_Provided passage_:
****************
Wednesday, August 26, 2009

Fables of Deconstruction Part 2 - League of Extraordinary Gentlemen





Today was a tough call, do I cover one of the finest series ever penned by the uber-author Alan Moore, or utter crap like Ikki Tousen or Tantric Stripfighter Trina? Admittedly, I do like reading fan service bullshit once in a while (and I *may* write about it another day). But ever since I put down the first Fables of Deconstruction covering Planetary recently, this second entry has been nagging me.

Okay. Now. For all of you five or six people out there who didn't know, LXG was not just a terrible film starring Sean Connery that was widely panned by critics and filmgoers alike. It was not just a terminal flop that was responsible for the career downfall for its director, Stephen Norrington (who has not made a movie since, and he directed the first Blade). No, it was actually based off one of Alan Moore's best pieces of writing (along with Watchmen, V for Vendetta, and The Killing Joke), believe it or not. Moore himself distances himself from any of his works turned to celluloid in the assumption that Hollywood hacks ups the crap factor to his stories, but there was no finer time in history that proved him right.
****************
_Parts of the exercise_:
A – According to the blog post on The League of Extraordinary Gentlemen, which earlier film did Stephen Norrington direct?
B – Pick up the blog post on The League of Extraordinary Gentlemen after its last sentence and keep writing it.
The rows play no part here.
****************
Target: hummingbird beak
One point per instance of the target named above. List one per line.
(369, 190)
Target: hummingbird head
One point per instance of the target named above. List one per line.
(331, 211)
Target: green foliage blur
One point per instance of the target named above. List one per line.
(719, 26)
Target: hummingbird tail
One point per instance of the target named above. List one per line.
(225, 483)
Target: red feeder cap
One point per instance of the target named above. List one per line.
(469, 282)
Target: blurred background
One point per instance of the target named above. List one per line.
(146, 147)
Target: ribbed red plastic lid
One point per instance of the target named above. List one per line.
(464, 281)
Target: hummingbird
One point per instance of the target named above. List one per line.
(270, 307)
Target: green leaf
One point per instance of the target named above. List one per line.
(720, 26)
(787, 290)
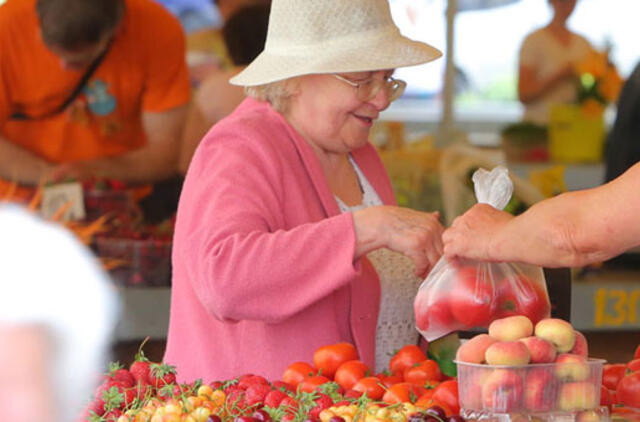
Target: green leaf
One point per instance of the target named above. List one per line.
(443, 351)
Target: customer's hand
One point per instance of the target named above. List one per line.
(474, 234)
(415, 234)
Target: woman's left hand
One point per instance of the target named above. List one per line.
(473, 234)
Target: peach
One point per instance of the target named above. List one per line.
(577, 396)
(559, 332)
(473, 350)
(580, 347)
(502, 391)
(588, 416)
(541, 350)
(571, 367)
(540, 392)
(511, 328)
(507, 353)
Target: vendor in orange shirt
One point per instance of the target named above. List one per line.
(90, 88)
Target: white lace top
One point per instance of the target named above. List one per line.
(398, 285)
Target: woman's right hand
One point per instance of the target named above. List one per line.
(415, 234)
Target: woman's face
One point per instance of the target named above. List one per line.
(562, 9)
(329, 114)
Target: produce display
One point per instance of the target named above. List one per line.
(336, 387)
(537, 371)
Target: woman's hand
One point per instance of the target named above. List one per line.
(415, 234)
(475, 235)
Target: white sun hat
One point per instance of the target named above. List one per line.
(331, 36)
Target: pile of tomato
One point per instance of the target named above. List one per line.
(620, 389)
(335, 387)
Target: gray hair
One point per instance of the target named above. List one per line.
(278, 94)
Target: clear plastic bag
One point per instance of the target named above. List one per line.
(467, 294)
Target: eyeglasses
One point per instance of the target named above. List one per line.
(368, 89)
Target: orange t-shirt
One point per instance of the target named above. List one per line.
(143, 71)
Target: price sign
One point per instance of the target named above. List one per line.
(64, 195)
(616, 307)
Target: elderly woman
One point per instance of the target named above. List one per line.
(548, 57)
(287, 236)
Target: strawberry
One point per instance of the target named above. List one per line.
(256, 393)
(161, 374)
(274, 398)
(289, 403)
(118, 373)
(140, 367)
(283, 386)
(236, 399)
(353, 394)
(112, 416)
(246, 381)
(144, 390)
(322, 402)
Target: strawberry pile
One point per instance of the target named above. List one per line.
(148, 392)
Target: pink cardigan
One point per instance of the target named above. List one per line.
(263, 269)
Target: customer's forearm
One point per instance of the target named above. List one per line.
(566, 231)
(21, 166)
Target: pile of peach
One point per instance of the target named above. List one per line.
(517, 367)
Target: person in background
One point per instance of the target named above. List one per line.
(548, 57)
(287, 235)
(210, 42)
(90, 88)
(57, 313)
(569, 230)
(623, 142)
(244, 35)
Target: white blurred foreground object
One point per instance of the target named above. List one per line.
(57, 313)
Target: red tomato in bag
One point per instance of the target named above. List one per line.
(471, 298)
(521, 296)
(628, 391)
(434, 317)
(612, 373)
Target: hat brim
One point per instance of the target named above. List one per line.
(391, 54)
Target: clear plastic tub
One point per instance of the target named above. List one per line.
(144, 262)
(548, 391)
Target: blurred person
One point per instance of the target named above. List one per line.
(548, 57)
(57, 313)
(210, 41)
(623, 141)
(288, 236)
(244, 35)
(569, 230)
(90, 88)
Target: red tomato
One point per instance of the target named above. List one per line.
(350, 372)
(422, 372)
(633, 366)
(612, 374)
(389, 378)
(403, 392)
(434, 317)
(521, 296)
(605, 397)
(371, 386)
(309, 385)
(408, 356)
(328, 358)
(447, 394)
(471, 298)
(298, 372)
(628, 390)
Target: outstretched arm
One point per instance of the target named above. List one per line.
(572, 229)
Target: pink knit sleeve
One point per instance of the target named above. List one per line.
(240, 245)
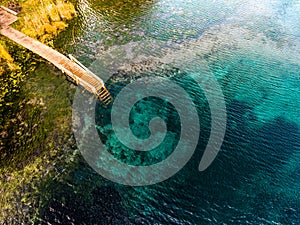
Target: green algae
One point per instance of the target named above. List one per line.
(35, 128)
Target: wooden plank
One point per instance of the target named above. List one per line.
(84, 77)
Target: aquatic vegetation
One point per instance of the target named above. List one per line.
(35, 127)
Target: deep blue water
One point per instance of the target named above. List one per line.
(252, 49)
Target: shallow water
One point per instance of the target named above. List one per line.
(252, 48)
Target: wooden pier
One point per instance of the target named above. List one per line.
(72, 68)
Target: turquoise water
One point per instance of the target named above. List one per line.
(252, 49)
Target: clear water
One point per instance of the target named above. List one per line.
(252, 48)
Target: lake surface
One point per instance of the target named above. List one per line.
(252, 49)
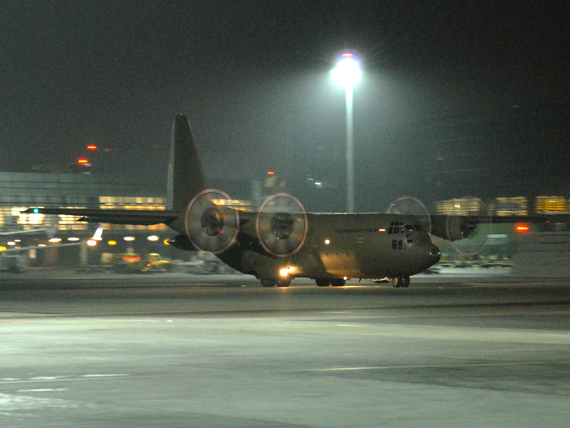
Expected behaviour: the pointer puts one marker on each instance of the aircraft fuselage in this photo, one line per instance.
(346, 246)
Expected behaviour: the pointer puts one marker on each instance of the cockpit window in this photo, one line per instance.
(396, 227)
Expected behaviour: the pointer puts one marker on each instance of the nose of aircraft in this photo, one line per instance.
(424, 254)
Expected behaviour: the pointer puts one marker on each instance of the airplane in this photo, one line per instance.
(281, 241)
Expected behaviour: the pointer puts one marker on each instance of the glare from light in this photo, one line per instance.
(347, 71)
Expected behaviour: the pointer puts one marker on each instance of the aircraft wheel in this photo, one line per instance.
(337, 282)
(267, 283)
(401, 281)
(323, 282)
(397, 281)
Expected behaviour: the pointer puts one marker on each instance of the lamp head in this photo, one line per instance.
(347, 71)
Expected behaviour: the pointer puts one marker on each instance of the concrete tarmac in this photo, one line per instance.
(220, 351)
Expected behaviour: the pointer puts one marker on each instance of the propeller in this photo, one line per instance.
(281, 225)
(210, 225)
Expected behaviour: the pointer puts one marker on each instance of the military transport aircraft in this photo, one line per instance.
(281, 241)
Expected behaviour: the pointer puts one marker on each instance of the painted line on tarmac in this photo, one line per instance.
(433, 366)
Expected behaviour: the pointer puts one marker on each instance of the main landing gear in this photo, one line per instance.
(401, 281)
(325, 282)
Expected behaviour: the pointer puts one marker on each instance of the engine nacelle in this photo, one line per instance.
(452, 228)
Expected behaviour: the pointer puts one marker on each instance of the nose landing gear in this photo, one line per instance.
(401, 281)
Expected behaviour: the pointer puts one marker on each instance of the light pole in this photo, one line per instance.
(347, 73)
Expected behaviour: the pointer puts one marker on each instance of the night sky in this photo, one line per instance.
(253, 77)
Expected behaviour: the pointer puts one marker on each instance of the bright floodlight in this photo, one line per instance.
(347, 70)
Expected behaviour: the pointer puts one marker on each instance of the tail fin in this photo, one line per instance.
(185, 174)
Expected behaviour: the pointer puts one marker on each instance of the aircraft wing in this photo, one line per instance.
(136, 217)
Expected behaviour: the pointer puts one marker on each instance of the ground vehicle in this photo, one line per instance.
(13, 263)
(153, 262)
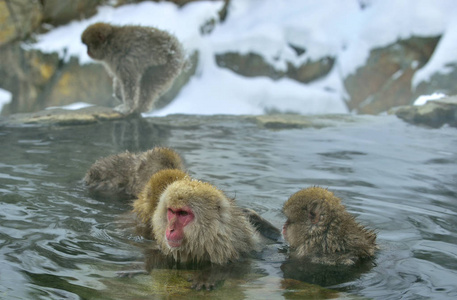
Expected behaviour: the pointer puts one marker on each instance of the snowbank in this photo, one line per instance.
(345, 29)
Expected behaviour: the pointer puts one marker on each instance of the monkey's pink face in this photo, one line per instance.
(177, 219)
****************
_Responses by task_:
A – He directed the first Blade.

B –
The printed form of LXG is in reality a monument for people who love literature. The storylines are literally stuffed to the gills with literary references, so much so that I'm only going to touch on some of them here. There are entire websites out there that attempt to source every inclusion they can find. If the lead Victorian Age characters themselves are based on icons from Bram Stoker (Mina Murray), H. Rider Haggard (Allan Quartermain), Robert Louis Stephenson (Dr. Jekyll), H.G. Wells (Hawley Griffin) and Jules Verne (Capt. Nemo) in the first volume - then for sure the villains, settings, and obscure cameos are themselves literary references. In the first omnibus, the main villains are Professor Moriarty of Sherlock Holmes fame and Fu Manchu (of whose name is never given) and an early ally is the fat and slimy Campion Bond, a predecessor of Agent 007.

Volume Two of course goes further by adding the entire plotline of The War of the Worlds. The tripods come to Earth after having had their asses handed to them on a plate by an insurrection on Mars led by John Carter and Gullivar Jones. It's only through the involvement of a deranged hybrid-making geneticist who we all know is Dr. Moreau (and whose menagerie is savage versions of Rupert the Bear, Wind in the Willows and other beloved children's anthropomorphic tales) that Earth has a chance of survival.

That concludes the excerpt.